Subject: Re: [PATCH] io_uring: fix deferred req iovec leak

On 06/02/2020 20:04, Pavel Begunkov wrote:
> On 06/02/2020 19:51, Pavel Begunkov wrote:
>> After defer, a request will be prepared, that includes allocating iovec
>> if needed, and then submitted through io_wq_submit_work() but not custom
>> handler (e.g. io_rw_async()/io_sendrecv_async()). However, it'll leak
>> iovec, as it's in io-wq and the code goes as follows:
>>
>> io_read() {
>> if (!io_wq_current_is_worker())
>> kfree(iovec);
>> }
>>
>> Put all deallocation logic in io_{read,write,send,recv}(), which will
>> leave the memory, if going async with -EAGAIN.
>>
> Interestingly, this will fail badly if it returns -EAGAIN from io-wq context.
> Apparently, I need to do v2.
>
Or not...
Jens, can you please explain what's with the -EAGAIN handling in
io_wq_submit_work()? Checking the code, it seems neither of
read/write/recv/send can return -EAGAIN from async context (i.e.
force_nonblock=false). Are there other ops that can do it?

>> It also fixes a leak after failed io_alloc_async_ctx() in
>> io_{recv,send}_msg().
>>
>> Signed-off-by: Pavel Begunkov <[email protected]>
>> ---
>> fs/io_uring.c | 47 ++++++++++++-----------------------------------
>> 1 file changed, 12 insertions(+), 35 deletions(-)
>>
>> diff --git a/fs/io_uring.c b/fs/io_uring.c
>> index bff7a03e873f..ce3dbd2b1b5c 100644
>> --- a/fs/io_uring.c
>> +++ b/fs/io_uring.c
>> @@ -2143,17 +2143,6 @@ static int io_alloc_async_ctx(struct io_kiocb *req)
>> return req->io == NULL;
>> }
>>
>> -static void io_rw_async(struct io_wq_work **workptr)
>> -{
>> - struct io_kiocb *req = container_of(*workptr, struct io_kiocb, work);
>> - struct iovec *iov = NULL;
>> -
>> - if (req->io->rw.iov != req->io->rw.fast_iov)

**Tasks to perform**
1: Can you reproduce the io_uring patch email, starting at "Jens, can you" and ending at "that can do it?"?
2: How does the io_uring patch email go on after its last line? Write the next part.

**Given entries**

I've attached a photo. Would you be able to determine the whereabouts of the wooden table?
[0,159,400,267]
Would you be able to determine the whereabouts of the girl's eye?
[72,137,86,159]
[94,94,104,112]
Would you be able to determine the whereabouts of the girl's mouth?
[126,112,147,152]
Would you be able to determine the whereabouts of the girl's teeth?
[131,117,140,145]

**Responses for each task**
1:
Jens, can you please explain what's with the -EAGAIN handling in
io_wq_submit_work()? Checking the code, it seems neither of
read/write/recv/send can return -EAGAIN from async context (i.e.
force_nonblock=false). Are there other ops that can do it?

2:
>> - iov = req->io->rw.iov;
>> - io_wq_submit_work(workptr);
>> - kfree(iov);
>> -}
>> -
>> static int io_setup_async_rw(struct io_kiocb *req, ssize_t io_size,
>> struct iovec *iovec, struct iovec *fast_iov,
>> struct iov_iter *iter)
>> @@ -2166,7 +2155,6 @@ static int io_setup_async_rw(struct io_kiocb *req, ssize_t io_size,
>>
>> io_req_map_rw(req, io_size, iovec, fast_iov, iter);
>> }
>> - req->work.func = io_rw_async;
>> return 0;
>> }
>>
>> @@ -2253,8 +2241,7 @@ static int io_read(struct io_kiocb *req, struct io_kiocb **nxt,
>> }
>> }
>> out_free:
>> - if (!io_wq_current_is_worker())
>> - kfree(iovec);
>> + kfree(iovec);
>> return ret;
>> }
>>
>> @@ -2359,8 +2346,7 @@ static int io_write(struct io_kiocb *req, struct io_kiocb **nxt,
>> }
>> }
>> out_free:
>> - if (!io_wq_current_is_worker())
>> - kfree(iovec);
>> + kfree(iovec);
>> return ret;
>> }
>>
>> @@ -2955,19 +2941,6 @@ static int io_sync_file_range(struct io_kiocb *req, struct io_kiocb **nxt,
>> return 0;
>> }
>>
>> -#if defined(CONFIG_NET)
>> -static void io_sendrecv_async(struct io_wq_work **workptr)
>> -{
>> - struct io_kiocb *req = container_of(*workptr, struct io_kiocb, work);
>> - struct iovec *iov = NULL;
>> -
>> - if (req->io->rw.iov != req->io->rw.fast_iov)
>> - iov = req->io->msg.iov;
>> - io_wq_submit_work(workptr);
>> - kfree(iov);
>> -}
>> -#endif
>> -
>> static int io_sendmsg_prep(struct io_kiocb *req, const struct io_uring_sqe *sqe)
>> {
>> #if defined(CONFIG_NET)
>> @@ -3036,17 +3009,19 @@ static int io_sendmsg(struct io_kiocb *req, struct io_kiocb **nxt,
>> if (force_nonblock && ret == -EAGAIN) {
>> if (req->io)
>> return -EAGAIN;
>> - if (io_alloc_async_ctx(req))
>> + if (io_alloc_async_ctx(req)) {
>> + if (kmsg && kmsg->iov != kmsg->fast_iov)
>> + kfree(kmsg->iov);
>> return -ENOMEM;
>> + }
>> memcpy(&req->io->msg, &io.msg, sizeof(io.msg));
>> - req->work.func = io_sendrecv_async;
>> return -EAGAIN;
>> }
>> if (ret == -ERESTARTSYS)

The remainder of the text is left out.